------ DANE WEJŚCIOWE ------

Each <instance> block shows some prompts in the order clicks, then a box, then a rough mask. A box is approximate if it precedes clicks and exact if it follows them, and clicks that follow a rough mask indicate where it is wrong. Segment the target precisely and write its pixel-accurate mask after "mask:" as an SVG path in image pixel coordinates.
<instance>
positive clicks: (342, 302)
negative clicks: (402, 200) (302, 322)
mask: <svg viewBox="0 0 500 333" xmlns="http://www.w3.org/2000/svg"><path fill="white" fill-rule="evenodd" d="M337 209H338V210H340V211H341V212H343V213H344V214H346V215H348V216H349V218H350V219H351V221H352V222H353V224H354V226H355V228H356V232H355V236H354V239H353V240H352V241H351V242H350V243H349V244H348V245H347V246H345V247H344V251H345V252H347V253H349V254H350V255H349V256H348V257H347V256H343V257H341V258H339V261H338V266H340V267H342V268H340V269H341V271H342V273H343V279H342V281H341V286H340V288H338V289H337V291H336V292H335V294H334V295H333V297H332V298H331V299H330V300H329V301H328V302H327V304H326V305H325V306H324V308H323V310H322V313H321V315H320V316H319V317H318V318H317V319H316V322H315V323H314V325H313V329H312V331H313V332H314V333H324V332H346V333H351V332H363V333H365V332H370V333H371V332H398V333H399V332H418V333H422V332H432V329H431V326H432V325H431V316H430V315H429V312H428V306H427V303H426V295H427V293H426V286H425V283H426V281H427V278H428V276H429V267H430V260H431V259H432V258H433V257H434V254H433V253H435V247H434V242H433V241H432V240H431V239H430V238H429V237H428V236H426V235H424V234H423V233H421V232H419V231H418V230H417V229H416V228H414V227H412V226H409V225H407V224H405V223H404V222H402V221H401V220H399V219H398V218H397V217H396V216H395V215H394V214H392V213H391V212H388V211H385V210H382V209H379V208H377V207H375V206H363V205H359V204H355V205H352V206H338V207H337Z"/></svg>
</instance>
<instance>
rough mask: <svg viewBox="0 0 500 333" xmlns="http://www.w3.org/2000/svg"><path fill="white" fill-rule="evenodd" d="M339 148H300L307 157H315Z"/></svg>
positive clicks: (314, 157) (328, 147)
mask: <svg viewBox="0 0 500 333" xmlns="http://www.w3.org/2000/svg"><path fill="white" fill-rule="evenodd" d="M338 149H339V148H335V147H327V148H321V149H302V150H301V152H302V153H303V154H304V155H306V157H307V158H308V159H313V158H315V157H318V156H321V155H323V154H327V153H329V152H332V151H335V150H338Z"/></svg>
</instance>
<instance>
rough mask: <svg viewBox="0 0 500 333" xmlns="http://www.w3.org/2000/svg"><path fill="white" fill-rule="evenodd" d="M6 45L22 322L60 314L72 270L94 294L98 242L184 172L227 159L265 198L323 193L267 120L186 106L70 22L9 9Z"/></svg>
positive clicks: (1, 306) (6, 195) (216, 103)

------

* _ZADANIE_: Czy możesz przeredagować cały listing powyżej, zastępując każde „rough mask” przez „coarse mask” i zostawiając resztę bez zmian?

* _ODPOWIEDŹ PONIŻEJ_:
Each <instance> block shows some prompts in the order clicks, then a box, then a coarse mask. A box is approximate if it precedes clicks and exact if it follows them, and clicks that follow a coarse mask indicate where it is wrong. Segment the target precisely and write its pixel-accurate mask after "mask:" as an SVG path in image pixel coordinates.
<instance>
positive clicks: (342, 302)
negative clicks: (402, 200) (302, 322)
mask: <svg viewBox="0 0 500 333" xmlns="http://www.w3.org/2000/svg"><path fill="white" fill-rule="evenodd" d="M337 209H338V210H340V211H341V212H343V213H344V214H346V215H348V216H349V218H350V219H351V221H352V222H353V224H354V226H355V228H356V232H355V236H354V239H353V240H352V241H351V242H350V243H349V244H348V245H347V246H345V247H344V251H345V252H347V253H349V254H350V255H349V256H348V257H347V256H343V257H341V258H339V261H338V266H340V267H342V268H340V269H341V271H342V273H343V279H342V281H341V286H340V288H338V289H337V291H336V292H335V294H334V295H333V297H332V298H331V299H330V300H329V301H328V302H327V304H326V305H325V306H324V308H323V310H322V313H321V315H320V316H319V317H318V318H317V319H316V322H315V323H314V325H313V329H312V331H313V332H314V333H324V332H346V333H351V332H363V333H365V332H370V333H371V332H398V333H399V332H418V333H422V332H432V329H431V326H432V325H431V316H430V315H429V312H428V306H427V303H426V295H427V293H426V286H425V283H426V281H427V278H428V276H429V267H430V260H431V259H432V258H433V257H434V254H433V253H435V247H434V242H433V241H432V240H431V239H430V238H429V237H428V236H426V235H424V234H423V233H421V232H419V231H418V230H417V229H416V228H414V227H412V226H409V225H407V224H405V223H404V222H402V221H401V220H399V219H398V218H397V217H396V216H395V215H394V214H392V213H391V212H388V211H385V210H382V209H379V208H377V207H375V206H363V205H359V204H355V205H352V206H338V207H337Z"/></svg>
</instance>
<instance>
coarse mask: <svg viewBox="0 0 500 333" xmlns="http://www.w3.org/2000/svg"><path fill="white" fill-rule="evenodd" d="M339 148H300L307 157H315Z"/></svg>
positive clicks: (314, 157) (328, 147)
mask: <svg viewBox="0 0 500 333" xmlns="http://www.w3.org/2000/svg"><path fill="white" fill-rule="evenodd" d="M338 149H339V148H335V147H327V148H321V149H302V150H301V152H302V153H303V154H304V155H306V157H307V158H308V159H313V158H315V157H318V156H321V155H323V154H327V153H329V152H332V151H335V150H338Z"/></svg>
</instance>
<instance>
coarse mask: <svg viewBox="0 0 500 333" xmlns="http://www.w3.org/2000/svg"><path fill="white" fill-rule="evenodd" d="M6 45L22 322L60 314L72 270L94 294L98 242L184 172L227 159L265 198L323 193L267 120L186 106L70 22L9 9Z"/></svg>
positive clicks: (1, 306) (6, 195) (216, 103)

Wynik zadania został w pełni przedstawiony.